> **REQUISITOS DEL EJERCICIO**: Por favor, reproduce tal cual el fragmento sobre el socialismo marxista: empieza en las palabras "Aunque se ha" y detente después de "producto político incosteable.".

Aunque se ha escrito bastante al respecto a veces se vuelve tedioso para el lector encarar un tema, que sin embargo, es de vital importancia. El planeamiento, desarrollo y posterior establecimiento de la revolución social cuya base ideológica ha sido el socialismo marxista, es un producto político incosteable.
No se trata de denostar una teoría cuyo balance histórico está escrito en números rojos, tampoco de herir la idílica sensibilidad de los gestores de una justicia inexistente, aún en el plano puramente sociológico. La mayoría de los intentos que se encuadran en el marco de una filosofía cuya corroboración pone en evidencia sus errores, parece tener “a priori” posibles argumentos justificables; en ese sentido el problema se evidencia al dejar a un lado la mecánica dictada por los argumentos de carácter económico y pensar que producir, a partir de la centralización, la equidad; es sinónimo de la abolición, entre muchas cosas, de las clases sociales.

> **DATOS PARA EXAMINAR**:
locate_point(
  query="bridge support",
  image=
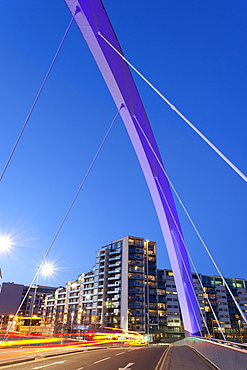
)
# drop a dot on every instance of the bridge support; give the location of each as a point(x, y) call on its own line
point(93, 22)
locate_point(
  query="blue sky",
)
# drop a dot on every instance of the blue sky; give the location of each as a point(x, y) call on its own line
point(194, 52)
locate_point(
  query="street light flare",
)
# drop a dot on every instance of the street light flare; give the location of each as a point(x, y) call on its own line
point(47, 269)
point(5, 243)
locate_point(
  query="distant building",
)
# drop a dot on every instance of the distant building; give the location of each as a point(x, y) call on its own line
point(12, 295)
point(126, 290)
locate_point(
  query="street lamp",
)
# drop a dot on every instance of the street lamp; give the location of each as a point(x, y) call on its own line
point(5, 243)
point(5, 246)
point(46, 269)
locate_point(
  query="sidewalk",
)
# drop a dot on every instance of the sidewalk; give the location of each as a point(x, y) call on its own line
point(184, 358)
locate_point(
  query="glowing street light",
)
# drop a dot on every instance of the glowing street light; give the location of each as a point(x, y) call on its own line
point(5, 243)
point(47, 269)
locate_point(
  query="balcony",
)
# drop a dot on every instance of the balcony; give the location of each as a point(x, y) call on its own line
point(114, 258)
point(116, 271)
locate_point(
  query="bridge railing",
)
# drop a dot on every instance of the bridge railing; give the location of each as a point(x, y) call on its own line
point(223, 355)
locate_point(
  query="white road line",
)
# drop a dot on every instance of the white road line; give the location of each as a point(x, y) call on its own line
point(127, 367)
point(103, 359)
point(54, 363)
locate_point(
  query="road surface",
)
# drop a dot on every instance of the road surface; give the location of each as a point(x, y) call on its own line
point(103, 359)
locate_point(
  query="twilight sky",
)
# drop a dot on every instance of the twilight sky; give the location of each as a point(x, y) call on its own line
point(194, 52)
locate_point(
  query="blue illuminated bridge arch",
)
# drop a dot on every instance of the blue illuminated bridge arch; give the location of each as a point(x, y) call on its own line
point(94, 23)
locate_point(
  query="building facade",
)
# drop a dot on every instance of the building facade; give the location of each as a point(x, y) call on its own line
point(126, 290)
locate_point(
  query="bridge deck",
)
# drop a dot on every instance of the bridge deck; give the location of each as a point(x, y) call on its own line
point(185, 358)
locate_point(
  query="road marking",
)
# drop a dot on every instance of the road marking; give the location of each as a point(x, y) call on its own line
point(54, 363)
point(103, 359)
point(127, 367)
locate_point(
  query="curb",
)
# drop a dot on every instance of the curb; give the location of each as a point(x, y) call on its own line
point(40, 356)
point(13, 362)
point(160, 364)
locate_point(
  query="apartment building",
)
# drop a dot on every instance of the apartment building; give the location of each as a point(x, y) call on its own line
point(126, 290)
point(120, 291)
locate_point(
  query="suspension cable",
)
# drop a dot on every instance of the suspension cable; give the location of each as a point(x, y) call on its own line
point(37, 97)
point(192, 223)
point(240, 173)
point(66, 215)
point(192, 262)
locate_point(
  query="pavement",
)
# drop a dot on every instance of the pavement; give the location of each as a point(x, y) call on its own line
point(174, 358)
point(184, 358)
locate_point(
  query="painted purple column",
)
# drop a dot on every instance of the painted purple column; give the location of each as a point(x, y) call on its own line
point(92, 19)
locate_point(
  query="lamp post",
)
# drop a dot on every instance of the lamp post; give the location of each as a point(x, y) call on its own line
point(46, 269)
point(5, 246)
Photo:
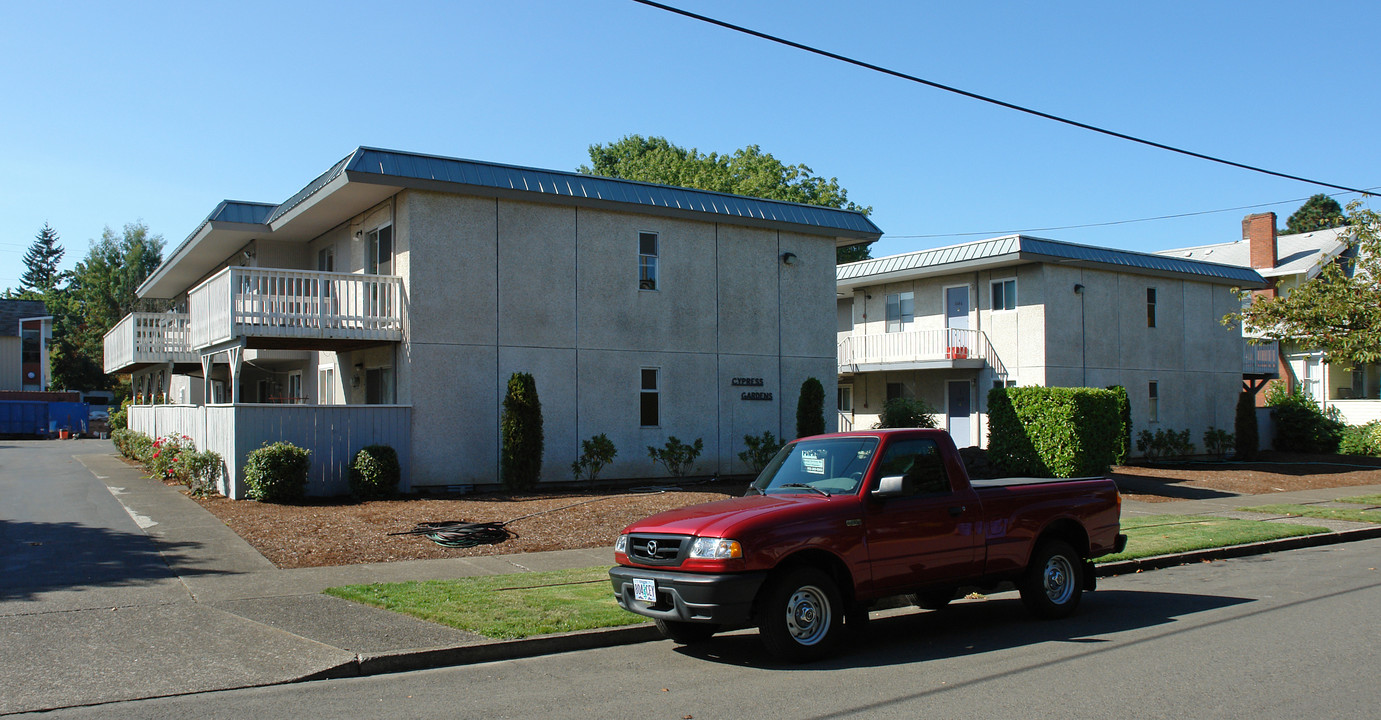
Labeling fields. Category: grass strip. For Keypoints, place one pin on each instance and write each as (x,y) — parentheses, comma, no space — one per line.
(1323,513)
(1162,535)
(504,607)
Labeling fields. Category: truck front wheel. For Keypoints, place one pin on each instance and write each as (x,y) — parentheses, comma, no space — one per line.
(801,617)
(1054,581)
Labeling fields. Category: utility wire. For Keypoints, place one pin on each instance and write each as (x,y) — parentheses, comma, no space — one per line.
(1109,223)
(995,101)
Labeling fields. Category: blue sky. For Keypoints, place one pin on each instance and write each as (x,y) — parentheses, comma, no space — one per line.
(122,112)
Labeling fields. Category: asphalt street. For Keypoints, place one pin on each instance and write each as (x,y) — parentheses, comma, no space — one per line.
(1282,636)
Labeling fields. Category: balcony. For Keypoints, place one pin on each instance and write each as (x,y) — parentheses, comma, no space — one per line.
(292,308)
(917,350)
(142,339)
(1260,361)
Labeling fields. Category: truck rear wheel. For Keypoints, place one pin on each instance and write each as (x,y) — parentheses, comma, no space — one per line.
(801,617)
(1054,581)
(687,633)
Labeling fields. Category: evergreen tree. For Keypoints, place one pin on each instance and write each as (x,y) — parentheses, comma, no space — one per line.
(40,261)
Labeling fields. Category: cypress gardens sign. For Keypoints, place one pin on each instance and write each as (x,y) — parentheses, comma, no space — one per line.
(750,394)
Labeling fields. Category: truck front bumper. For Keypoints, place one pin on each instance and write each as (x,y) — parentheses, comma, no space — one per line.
(691,596)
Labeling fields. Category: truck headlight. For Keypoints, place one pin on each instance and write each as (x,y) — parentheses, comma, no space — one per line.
(716,549)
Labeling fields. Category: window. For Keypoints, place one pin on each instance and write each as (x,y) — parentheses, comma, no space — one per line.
(648,398)
(920,463)
(380,260)
(1004,295)
(326,386)
(294,387)
(901,311)
(648,261)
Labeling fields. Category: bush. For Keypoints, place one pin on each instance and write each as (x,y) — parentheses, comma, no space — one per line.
(276,473)
(1124,436)
(519,462)
(1164,445)
(809,409)
(760,451)
(906,412)
(1053,431)
(677,456)
(374,471)
(1244,427)
(1217,442)
(1362,440)
(167,451)
(594,455)
(202,471)
(1301,426)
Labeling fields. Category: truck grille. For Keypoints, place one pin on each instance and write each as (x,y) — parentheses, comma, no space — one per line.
(658,549)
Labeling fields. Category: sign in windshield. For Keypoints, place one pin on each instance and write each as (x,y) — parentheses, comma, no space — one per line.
(830,466)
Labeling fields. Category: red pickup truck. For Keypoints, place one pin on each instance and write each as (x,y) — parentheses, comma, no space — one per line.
(837,523)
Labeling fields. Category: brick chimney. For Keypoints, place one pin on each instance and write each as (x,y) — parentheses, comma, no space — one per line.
(1260,232)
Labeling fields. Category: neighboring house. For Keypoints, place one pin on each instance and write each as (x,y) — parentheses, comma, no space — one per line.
(948,325)
(25,333)
(391,299)
(1286,261)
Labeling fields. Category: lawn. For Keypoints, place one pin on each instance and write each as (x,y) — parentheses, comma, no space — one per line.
(1323,513)
(1162,535)
(503,607)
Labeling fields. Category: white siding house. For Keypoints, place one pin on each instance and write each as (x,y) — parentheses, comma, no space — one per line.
(948,325)
(394,296)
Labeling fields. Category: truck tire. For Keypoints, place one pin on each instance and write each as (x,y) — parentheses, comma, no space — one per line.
(687,633)
(801,615)
(1054,581)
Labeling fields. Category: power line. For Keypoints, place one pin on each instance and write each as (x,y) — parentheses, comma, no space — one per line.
(990,234)
(995,101)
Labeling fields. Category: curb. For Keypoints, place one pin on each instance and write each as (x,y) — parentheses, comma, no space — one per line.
(604,637)
(1236,550)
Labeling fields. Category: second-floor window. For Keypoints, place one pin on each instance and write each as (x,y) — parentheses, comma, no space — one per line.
(380,260)
(646,260)
(901,311)
(1004,295)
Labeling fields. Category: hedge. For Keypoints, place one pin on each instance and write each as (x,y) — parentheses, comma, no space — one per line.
(1054,431)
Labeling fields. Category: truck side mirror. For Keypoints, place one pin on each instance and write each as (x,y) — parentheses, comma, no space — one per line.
(891,487)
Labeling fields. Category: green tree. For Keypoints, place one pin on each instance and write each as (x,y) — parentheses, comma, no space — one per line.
(101,292)
(40,261)
(522,434)
(1319,212)
(1338,310)
(746,172)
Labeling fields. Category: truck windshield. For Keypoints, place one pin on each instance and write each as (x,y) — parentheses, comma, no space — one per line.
(830,465)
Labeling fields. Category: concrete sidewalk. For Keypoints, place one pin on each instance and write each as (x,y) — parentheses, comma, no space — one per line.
(224,617)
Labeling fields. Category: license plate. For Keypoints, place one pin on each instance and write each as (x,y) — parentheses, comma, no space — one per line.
(644,590)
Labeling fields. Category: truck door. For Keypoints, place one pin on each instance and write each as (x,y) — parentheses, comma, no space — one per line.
(928,534)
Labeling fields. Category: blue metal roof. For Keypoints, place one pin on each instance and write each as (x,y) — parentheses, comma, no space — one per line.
(1041,250)
(506,177)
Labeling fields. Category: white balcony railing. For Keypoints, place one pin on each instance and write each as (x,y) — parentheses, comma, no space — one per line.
(149,337)
(917,346)
(296,304)
(1260,360)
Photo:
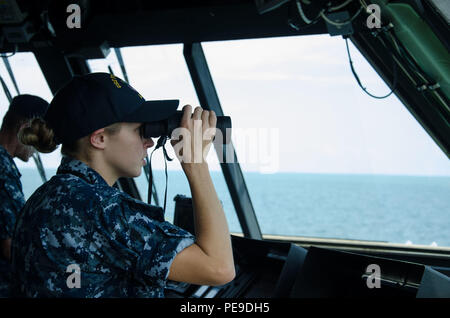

> **RESULTADO DEL EJERCICIO**:
Aunque se ha escrito bastante al respecto a veces se vuelve tedioso para el lector encarar un tema, que sin embargo, es de vital importancia. El planeamiento, desarrollo y posterior establecimiento de la revolución social cuya base ideológica ha sido el socialismo marxista, es un producto político incosteable.